### Task set
1) According to the ZFS metadata thread, how many copies do you get when using ZFS native encryption?
2) From the ZFS metadata thread, echo word for word the part that begins at the words "I put in a feature" and stops after the words "import failure diagnoses.".

ZFS Metadata - How it works, plus discussion on corruption

Constantin · August 3, 2025, 5:18pm

I put in a feature request along the same lines a while ago and it was not taken up. I concur that better your-pool-couldn’t-be-imported-advice than “your pool is dead, rebuild from backup” would be great.

SmallBarky · August 3, 2025, 5:46pm

I don’t think Honey Badger even knows what is causing this. He has been on plenty of thread in diagnosing and, attempting, to get the pools back.

We run a lot of commands just to try to sort out the problems from the beginning. I don’t see a tool being made to assist unless it is just some sort of script that captures all the diag commands and puts it all into a file to review.

Take a look at @protopia and the standard list of commands used for problems.

Arwen · August 3, 2025, 9:34pm

Yes, that was what I intended, a single script to gather all the information needed for pool import failure diagnoses.

The way Sun’s Explorer worked, is that it ran individual commands and captured the output. Sometimes running the command a second time, but with different options. When all the commands have been run, it would TAR up and GZip the output.

nasmix · August 9, 2025, 12:02pm

Hi!

If you use replication tasks there was an bug in OpenZFS which can cause metadata corruption. Here is the Link from GitHub:
Fix 2 bugs in non-raw send with encryption by gamanakis · Pull Request #17340 · openzfs/zfs · GitHub

I have an Z3-Pool, ECC-Memory, UPS…and I encounter metadata corruption.
Here is the issue in the bugtracker:
[NAS-135455] ZFS metadata corruption with enrypted ZFS pool and send/receive - iXsystems TrueNAS Jira

If your problem seems not familiar, please ignore his post .

Constantin · August 9, 2025, 2:01pm

Reading through this long chain of messages, it’s not clear to me if the errors are limited to just the receiving NAS getting sent corrupted metadata or if the sending machine also suffers from corrupted metadata.

The good news is that the openZFS community / Linux devs are aware of the problem, what is less clear is what process they have made since April addressing the issue.

Stux · August 9, 2025, 6:23pm

AFAICT, that bug is related to zfs crypto.

Certainly, that is a good datapoint to capture from “cases” in the future.

And although it is in regards to snapshots and replication, iirc, it was affecting the source.

littlenewton · August 14, 2025, 3:39am

Thank you for posting such a deep thought about ZFS metadata!

Personally, I prefer ECC memory rather than high-frequency overclocking memory. Memory has to be very solid/stable in one system.

In the huge 128-byte ZFS blkptr_t, the copies can be set up to 3.

typedef struct blkptr {
	dva_t		blk_dva[SPA_DVAS_PER_BP]; /* Data Virtual Addresses, it is 3 */
	uint64_t	blk_prop;	/* size, compression, type, etc	    */
	uint64_t	blk_pad[2];	/* Extra space for the future	    */
	uint64_t	blk_birth_word[2];
	uint64_t	blk_fill;	/* fill count			    */
	zio_cksum_t	blk_cksum;	/* 256-bit checksum		    */
} blkptr_t;

Thanks to this design, it allows me to use ZFS safely on a single disk system.

squirrel627 · August 14, 2025, 9:08pm

There is an exception to this. If you’re using ZFS native encryption, you only get 2 copies. Where you would have the third DVA is reserved for the block’s cryptographic IV and salt.

### Study material
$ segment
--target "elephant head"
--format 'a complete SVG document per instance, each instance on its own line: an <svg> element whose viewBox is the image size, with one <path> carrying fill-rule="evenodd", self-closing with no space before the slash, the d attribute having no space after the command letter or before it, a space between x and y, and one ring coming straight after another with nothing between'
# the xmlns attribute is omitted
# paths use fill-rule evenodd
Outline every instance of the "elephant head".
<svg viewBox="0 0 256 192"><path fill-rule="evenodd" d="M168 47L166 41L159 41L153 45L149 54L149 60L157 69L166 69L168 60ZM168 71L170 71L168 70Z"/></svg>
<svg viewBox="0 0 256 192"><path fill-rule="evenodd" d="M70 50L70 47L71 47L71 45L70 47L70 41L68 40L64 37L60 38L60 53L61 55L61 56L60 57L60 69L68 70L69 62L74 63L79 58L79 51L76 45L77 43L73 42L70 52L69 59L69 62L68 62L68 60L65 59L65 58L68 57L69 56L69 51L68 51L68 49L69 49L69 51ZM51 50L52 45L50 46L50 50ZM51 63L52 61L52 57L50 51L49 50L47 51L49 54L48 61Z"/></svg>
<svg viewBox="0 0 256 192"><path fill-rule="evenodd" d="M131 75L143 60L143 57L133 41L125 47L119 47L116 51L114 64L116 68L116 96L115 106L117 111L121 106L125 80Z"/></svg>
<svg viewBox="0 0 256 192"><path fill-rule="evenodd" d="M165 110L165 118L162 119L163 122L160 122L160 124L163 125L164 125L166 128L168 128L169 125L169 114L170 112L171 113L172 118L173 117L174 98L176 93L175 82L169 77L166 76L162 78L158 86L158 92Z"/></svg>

### Replies
1) Two copies.

2)
I put in a feature request along the same lines a while ago and it was not taken up. I concur that better your-pool-couldn’t-be-imported-advice than “your pool is dead, rebuild from backup” would be great.

SmallBarky · August 3, 2025, 5:46pm

I don’t think Honey Badger even knows what is causing this. He has been on plenty of thread in diagnosing and, attempting, to get the pools back.

We run a lot of commands just to try to sort out the problems from the beginning. I don’t see a tool being made to assist unless it is just some sort of script that captures all the diag commands and puts it all into a file to review.

Take a look at @protopia and the standard list of commands used for problems.

Arwen · August 3, 2025, 9:34pm

Yes, that was what I intended, a single script to gather all the information needed for pool import failure diagnoses.